SELECTED PASSAGE:
Adriaan Alsema | Colombia Reports | March 26, 2017
In a historic vote, a central Colombia town banned plans to build what would be the ‘world’s largest open pit goldmine,” creating a major stand-off with multinational mining giant Anglo Gold Ashanti, which has said it would advance the project.
The Colosa project in Cajamarca, Tolima was South African mining giant Anglo Gold Ashanti’s biggest bet in Colombia, until Saturday when the local population banned all mining from its territory in a landslide vote.
According to the National Registrar, 6,165 townsmen voted “No” to all mining exploration and excavation activities. Only 76 people voted ‘Yes’.”
The vote obligates the town council to formally ban all mining activity from the municipality.
Never before has a Colombian municipality banned controversial mining practices from its territory, effectively ending whatever mining titles may have been granted by the national mining agency.
Ahead of the vote, Anglo Gold said a “No” vote would have “minimal” effect, claiming the referendum only applies to future titles, while the company had already been exploring since 2002, reported newspaper El Espectador.

PROBLEM TO WORK ON:
According to the article on the Cajamarca mining vote, how many townspeople voted "No" to all mining exploration and excavation?

(Records contained in a dataset)
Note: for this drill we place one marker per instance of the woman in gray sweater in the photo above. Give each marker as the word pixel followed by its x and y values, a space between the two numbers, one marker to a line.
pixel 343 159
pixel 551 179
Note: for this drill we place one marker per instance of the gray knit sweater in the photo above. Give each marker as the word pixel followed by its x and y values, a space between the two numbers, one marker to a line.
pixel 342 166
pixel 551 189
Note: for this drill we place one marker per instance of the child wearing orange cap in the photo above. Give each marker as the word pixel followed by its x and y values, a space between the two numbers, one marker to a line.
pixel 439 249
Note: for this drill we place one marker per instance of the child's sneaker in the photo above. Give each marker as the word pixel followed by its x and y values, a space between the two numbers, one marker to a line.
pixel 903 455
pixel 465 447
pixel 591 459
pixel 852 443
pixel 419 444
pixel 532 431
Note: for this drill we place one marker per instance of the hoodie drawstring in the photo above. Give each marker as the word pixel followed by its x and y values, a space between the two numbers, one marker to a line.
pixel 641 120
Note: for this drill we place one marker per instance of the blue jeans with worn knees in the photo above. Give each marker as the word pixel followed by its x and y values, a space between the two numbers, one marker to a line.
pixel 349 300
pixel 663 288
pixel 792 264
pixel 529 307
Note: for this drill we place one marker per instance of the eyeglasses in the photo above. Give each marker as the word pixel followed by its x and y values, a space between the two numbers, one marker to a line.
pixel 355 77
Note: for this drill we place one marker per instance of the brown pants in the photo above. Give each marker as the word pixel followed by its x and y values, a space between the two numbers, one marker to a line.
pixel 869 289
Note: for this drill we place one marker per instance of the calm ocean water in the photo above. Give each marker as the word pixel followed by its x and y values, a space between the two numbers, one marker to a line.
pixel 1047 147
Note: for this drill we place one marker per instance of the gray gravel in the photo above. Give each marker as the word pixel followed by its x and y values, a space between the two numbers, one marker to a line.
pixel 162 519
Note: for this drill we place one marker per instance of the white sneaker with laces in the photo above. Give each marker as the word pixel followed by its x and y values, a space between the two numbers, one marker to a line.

RIGHT ANSWER:
6,165 people voted "No."